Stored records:
*** Begin section ***
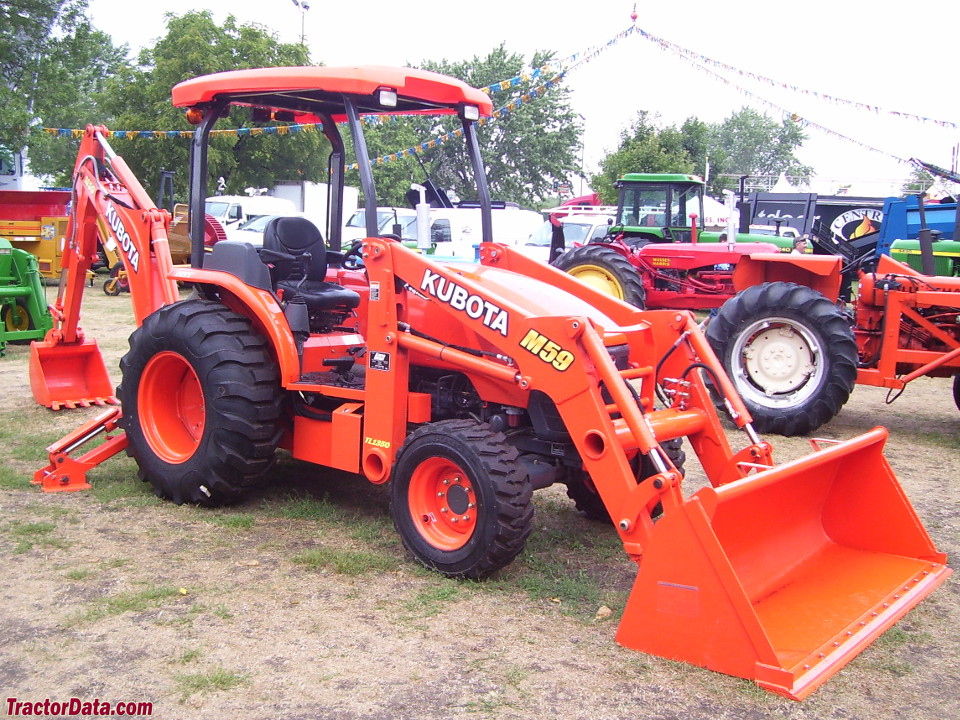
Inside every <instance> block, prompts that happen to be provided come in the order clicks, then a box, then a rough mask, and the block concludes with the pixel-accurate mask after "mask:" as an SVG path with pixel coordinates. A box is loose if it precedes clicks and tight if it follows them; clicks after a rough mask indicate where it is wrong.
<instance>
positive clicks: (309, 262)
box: [260, 217, 360, 313]
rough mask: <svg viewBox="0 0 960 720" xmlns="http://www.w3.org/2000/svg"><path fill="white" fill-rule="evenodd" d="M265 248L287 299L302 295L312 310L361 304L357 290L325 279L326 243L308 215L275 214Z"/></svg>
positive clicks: (324, 309)
mask: <svg viewBox="0 0 960 720" xmlns="http://www.w3.org/2000/svg"><path fill="white" fill-rule="evenodd" d="M263 249H264V251H265V252H262V253H261V256H260V257H261V260H262V261H263V262H264V263H266V264H267V267H268V268H269V269H270V277H271V280H272V282H273V285H274V287H275V288H276V291H277V294H279V295H280V296H281V297H282V298H283V299H284V300H290V299H291V298H292V297H294V296H295V295H299V296H300V297H302V298H303V299H304V301H305V302H306V304H307V309H308V310H309V311H310V312H311V313H314V312H323V311H331V310H352V309H354V308H355V307H357V306H358V305H359V304H360V295H358V294H357V293H356V292H354V291H353V290H348V289H347V288H344V287H341V286H340V285H337V284H335V283H330V282H327V281H326V280H325V278H326V275H327V246H326V245H325V244H324V242H323V236H322V235H321V234H320V230H318V229H317V226H316V225H314V224H313V223H312V222H310V221H309V220H307V218H303V217H275V218H273V219H272V220H271V221H270V222H268V223H267V225H266V227H265V228H264V230H263ZM282 255H283V256H288V257H287V258H281V257H280V256H282ZM290 256H292V258H293V260H290V259H289V257H290Z"/></svg>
*** End section ***
**About this exercise**. Reproduce the line that contains "rough mask: <svg" and each line after it through the last line of the entries above, exactly; leave out all earlier lines.

**Response area**.
rough mask: <svg viewBox="0 0 960 720" xmlns="http://www.w3.org/2000/svg"><path fill="white" fill-rule="evenodd" d="M265 248L287 299L302 295L312 310L361 304L357 290L325 279L326 243L308 215L275 214Z"/></svg>
positive clicks: (324, 309)
mask: <svg viewBox="0 0 960 720" xmlns="http://www.w3.org/2000/svg"><path fill="white" fill-rule="evenodd" d="M263 249H264V251H265V252H262V253H261V256H260V257H261V260H262V261H263V262H264V263H266V264H267V267H268V268H269V269H270V277H271V280H272V282H273V285H274V287H275V288H276V291H277V294H279V295H280V296H281V297H282V298H283V299H284V300H290V299H291V298H292V297H294V296H295V295H299V296H300V297H302V298H303V299H304V301H305V302H306V304H307V309H308V310H309V311H310V312H311V313H314V312H323V311H331V310H352V309H354V308H355V307H357V306H358V305H359V304H360V295H358V294H357V293H356V292H354V291H353V290H348V289H347V288H344V287H341V286H340V285H337V284H335V283H330V282H327V281H326V280H325V278H326V275H327V246H326V245H325V244H324V242H323V236H322V235H321V234H320V230H318V229H317V226H316V225H314V224H313V223H312V222H310V221H309V220H307V218H303V217H275V218H273V219H272V220H271V221H270V222H268V223H267V225H266V227H265V228H264V230H263ZM282 255H283V256H288V257H287V258H281V257H280V256H282ZM290 256H292V258H293V260H290V259H289V257H290Z"/></svg>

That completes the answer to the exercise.